### DATASET RECORDS
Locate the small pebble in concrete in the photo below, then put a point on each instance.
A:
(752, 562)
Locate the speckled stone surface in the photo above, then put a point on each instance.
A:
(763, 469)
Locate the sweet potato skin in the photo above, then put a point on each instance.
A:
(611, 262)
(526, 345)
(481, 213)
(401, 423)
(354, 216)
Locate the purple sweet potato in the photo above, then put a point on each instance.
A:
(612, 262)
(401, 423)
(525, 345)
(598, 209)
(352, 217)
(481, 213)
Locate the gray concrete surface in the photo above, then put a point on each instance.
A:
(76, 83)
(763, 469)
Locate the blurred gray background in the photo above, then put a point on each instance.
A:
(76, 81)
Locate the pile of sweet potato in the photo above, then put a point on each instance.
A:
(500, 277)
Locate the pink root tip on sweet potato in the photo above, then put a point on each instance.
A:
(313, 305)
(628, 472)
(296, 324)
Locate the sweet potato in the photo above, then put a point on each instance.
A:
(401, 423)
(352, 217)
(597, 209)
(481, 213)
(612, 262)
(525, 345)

### GOAL
Pull every line of the data above and reproduce it verbatim, from the first line through the last.

### WRITTEN REPLY
Locate the small pebble in concrete in the photo below, then put a point on each instance.
A:
(752, 562)
Locate the speckled stone surface in the photo above, then put a point on each instance.
A:
(763, 469)
Locate the sweet potato skin in the photo above, then put a point on each instance.
A:
(611, 262)
(526, 345)
(481, 213)
(401, 423)
(354, 216)
Locate the purple sweet potato in the photo above, then put a point on each instance.
A:
(612, 262)
(401, 423)
(525, 345)
(598, 209)
(352, 217)
(481, 213)
Locate the gray concrete surface in the photo above, then put a point on each instance.
A:
(76, 83)
(763, 469)
Locate the blurred gray background in the photo above, then put a point on each instance.
A:
(76, 81)
Locate the pile of sweet potato in the photo above, then put a point on each instance.
A:
(500, 277)
Locate the pink root tip on sweet potato in the photo above, then put a point on each instance.
A:
(313, 305)
(628, 472)
(296, 324)
Locate the sweet potato in the photo above, then put a point on each instance.
A:
(401, 423)
(352, 217)
(597, 209)
(481, 213)
(612, 262)
(525, 345)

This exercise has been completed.